### Page

··········

CHAPTER XI. THE BALLOON IN THE SERVICE OF SCIENCE.

At this point we must, for a brief while, drop the history of the famous aeronaut whose early career we have been briefly sketching in the last chapter, and turn our attention to a new feature of English ballooning. We have, at last, to record some genuinely scientific ascents, which our country now, all too tardily, instituted. It was the British Association that took the initiative, and the two men they chose for their purpose were both exceptionally qualified for the task they had in hand. The practical balloonist was none other than the veteran Charles Green, now in his sixty-seventh year, but destined yet to enjoy nearly twenty years more of life. The scientific expert was Mr. John Welsh, well fitted for the projected work by long training at Kew Observatory. The balloon which they used is itself worthy of mention, being the great Nassau Balloon of olden fame.

Welsh was quick to realise more clearly than any former experimentalist that on account of the absence of breeze in a free balloon, as also on account of great solar radiation, the indications of thermometers would, without special precautions, be falsified. He therefore invented a form of aspirating thermometer, the earliest to be met with, and far in advance of any that were subsequently used by other scientists. It consisted of a polished tube, in which thermometers were enclosed, and through which a stream of air was forced by bellows.

The difficulty of obtaining really accurate readings where thermometers are being quickly transported through varying temperatures is generally not duly appreciated. In the case of instruments carried m a balloon it should be remembered that the balloon itself conveys, clinging about it, no inconsiderable quantity of air, brought from other levels, while the temperature of its own mass will be liable to affect any thermometer in close neighbourhood. Moreover, any ordinary form of thermometer is necessarily sluggish in action, as may be readily noticed. If, for example, one be carried from a warm room to a cold passage, or vice versa it will be seen that the column moves very deliberately, and quite a long interval will elapse before it reaches its final position, the cause being that the entire instrument, with any stand or mounting that it may have, will have to adapt itself to the change of temperature before a true record will be obtained. This difficulty applies unavoidably to all thermometers in some degree, and the skill of instrument makers has been taxed to reduce the errors to a minimum. It is necessary, in any case, that a constant stream of surrounding air should play upon the instrument, and though this is most readily effected when instruments are carried aloft by kites, yet even thus it is thought that an interval of some minutes has to elapse before any form of thermometer will faithfully record any definite change of temperature. It is on this account that some allowance must be made for observations which will, in due place, be recorded of scientific explorers; the point to be borne in mind being that, as was mentioned in a former chapter, such observations will have to be regarded as giving readings which are somewhat too high in ascents and too low in descents. Two forms of thermometers at extremely simple construction, yet possessed of great sensibility, will be discussed in later chapters.

··········

### Exercise 1
Change the chapter from "At this point" up to and including "of olden fame.", replacing "aeronaut" with "balloonist".
The chapter above and the listing after it come from separate sources.

### Listing
··········

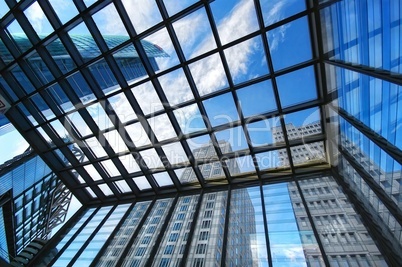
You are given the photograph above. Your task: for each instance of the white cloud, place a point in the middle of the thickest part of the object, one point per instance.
(36, 16)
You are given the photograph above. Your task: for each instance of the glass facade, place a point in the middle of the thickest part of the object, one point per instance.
(213, 133)
(230, 225)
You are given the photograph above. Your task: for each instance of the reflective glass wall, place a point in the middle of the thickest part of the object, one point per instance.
(309, 222)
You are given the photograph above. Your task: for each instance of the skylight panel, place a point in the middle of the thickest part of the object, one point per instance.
(221, 109)
(151, 158)
(96, 147)
(162, 127)
(110, 168)
(129, 163)
(123, 186)
(98, 114)
(194, 43)
(190, 119)
(115, 141)
(106, 189)
(143, 15)
(257, 99)
(109, 23)
(41, 26)
(247, 60)
(240, 165)
(138, 134)
(163, 179)
(234, 19)
(235, 137)
(142, 183)
(272, 159)
(297, 87)
(122, 107)
(175, 153)
(79, 123)
(209, 75)
(261, 133)
(274, 11)
(166, 56)
(175, 87)
(93, 173)
(290, 44)
(65, 11)
(147, 98)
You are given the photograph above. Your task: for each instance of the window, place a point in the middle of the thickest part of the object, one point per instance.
(164, 262)
(208, 214)
(203, 235)
(180, 216)
(177, 226)
(140, 251)
(151, 229)
(198, 262)
(201, 248)
(173, 237)
(206, 224)
(169, 249)
(146, 240)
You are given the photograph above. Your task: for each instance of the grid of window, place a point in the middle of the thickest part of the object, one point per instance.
(85, 84)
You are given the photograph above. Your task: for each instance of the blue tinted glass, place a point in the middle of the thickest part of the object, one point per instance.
(221, 109)
(290, 44)
(251, 98)
(297, 87)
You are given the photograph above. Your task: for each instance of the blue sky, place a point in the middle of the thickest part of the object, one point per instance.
(289, 44)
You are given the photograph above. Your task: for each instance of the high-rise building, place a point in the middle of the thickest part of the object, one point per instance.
(34, 201)
(307, 95)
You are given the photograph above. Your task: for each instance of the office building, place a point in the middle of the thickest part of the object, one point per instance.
(232, 71)
(34, 201)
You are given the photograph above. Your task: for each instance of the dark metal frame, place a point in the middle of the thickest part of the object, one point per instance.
(47, 152)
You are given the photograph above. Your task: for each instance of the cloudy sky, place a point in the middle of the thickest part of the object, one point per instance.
(289, 44)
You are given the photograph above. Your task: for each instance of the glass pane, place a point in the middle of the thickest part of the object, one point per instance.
(231, 140)
(290, 233)
(297, 87)
(282, 42)
(122, 107)
(246, 244)
(138, 134)
(175, 87)
(221, 109)
(162, 127)
(272, 159)
(115, 141)
(227, 14)
(160, 50)
(163, 179)
(212, 68)
(250, 99)
(189, 119)
(142, 183)
(151, 158)
(143, 15)
(263, 132)
(246, 60)
(194, 43)
(175, 153)
(274, 11)
(65, 10)
(38, 20)
(110, 28)
(147, 98)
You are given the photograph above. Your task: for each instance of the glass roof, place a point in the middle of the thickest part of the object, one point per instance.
(166, 97)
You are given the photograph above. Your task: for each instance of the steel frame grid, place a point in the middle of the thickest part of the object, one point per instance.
(82, 67)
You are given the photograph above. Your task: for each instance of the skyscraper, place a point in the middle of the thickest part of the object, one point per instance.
(34, 201)
(235, 70)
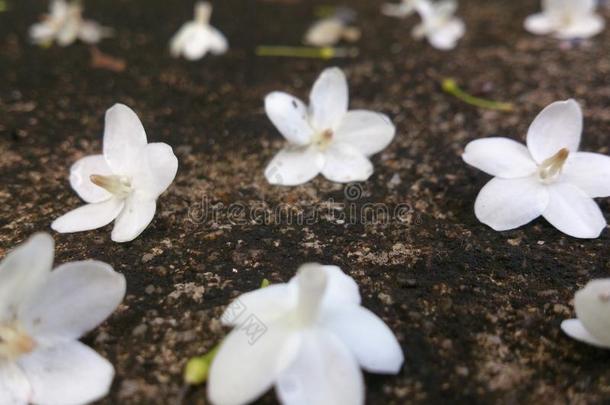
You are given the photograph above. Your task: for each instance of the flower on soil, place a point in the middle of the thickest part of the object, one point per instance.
(400, 10)
(439, 24)
(592, 305)
(316, 337)
(566, 19)
(196, 38)
(121, 184)
(325, 137)
(65, 24)
(549, 177)
(42, 315)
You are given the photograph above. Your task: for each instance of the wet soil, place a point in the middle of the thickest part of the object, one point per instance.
(477, 312)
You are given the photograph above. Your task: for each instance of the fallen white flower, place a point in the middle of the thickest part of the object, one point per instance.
(549, 177)
(439, 25)
(325, 137)
(316, 337)
(592, 305)
(196, 38)
(400, 10)
(329, 31)
(43, 313)
(65, 25)
(566, 19)
(121, 184)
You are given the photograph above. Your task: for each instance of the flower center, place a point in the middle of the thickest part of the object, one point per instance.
(312, 285)
(323, 139)
(120, 186)
(550, 169)
(14, 342)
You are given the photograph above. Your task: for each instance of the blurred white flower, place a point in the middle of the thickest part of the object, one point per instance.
(549, 177)
(400, 10)
(566, 19)
(315, 337)
(196, 38)
(65, 25)
(439, 24)
(592, 305)
(121, 184)
(325, 137)
(328, 31)
(43, 313)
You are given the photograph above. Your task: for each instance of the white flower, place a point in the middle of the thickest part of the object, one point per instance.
(196, 38)
(549, 177)
(566, 19)
(315, 338)
(65, 24)
(42, 315)
(325, 137)
(121, 184)
(329, 31)
(400, 10)
(439, 25)
(592, 305)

··········

### Exercise 2
Recast the listing, from the line with "of the blurred" up to and including its last line, as a two-column CSV with the columns request and answer. Give one row per request, put each value in a single quoted field, and turn line breaks into spaces.

### Written response 1
At this point we must, for a brief while, drop the history of the famous balloonist whose early career we have been briefly sketching in the last chapter, and turn our attention to a new feature of English ballooning. We have, at last, to record some genuinely scientific ascents, which our country now, all too tardily, instituted. It was the British Association that took the initiative, and the two men they chose for their purpose were both exceptionally qualified for the task they had in hand. The practical balloonist was none other than the veteran Charles Green, now in his sixty-seventh year, but destined yet to enjoy nearly twenty years more of life. The scientific expert was Mr. John Welsh, well fitted for the projected work by long training at Kew Observatory. The balloon which they used is itself worthy of mention, being the great Nassau Balloon of olden fame.

### Written response 2
request,answer
"You are given the photograph above. Your task: for each instance of the blurred white flower, place a point in the middle of the thickest part of the object, one point per instance.","(549, 177) (400, 10) (566, 19) (315, 337) (196, 38) (65, 25) (439, 24) (592, 305) (121, 184) (325, 137) (328, 31) (43, 313)"
"You are given the photograph above. Your task: for each instance of the white flower, place a point in the middle of the thickest part of the object, one point per instance.","(196, 38) (549, 177) (566, 19) (315, 338) (65, 24) (42, 315) (325, 137) (121, 184) (329, 31) (400, 10) (439, 25) (592, 305)"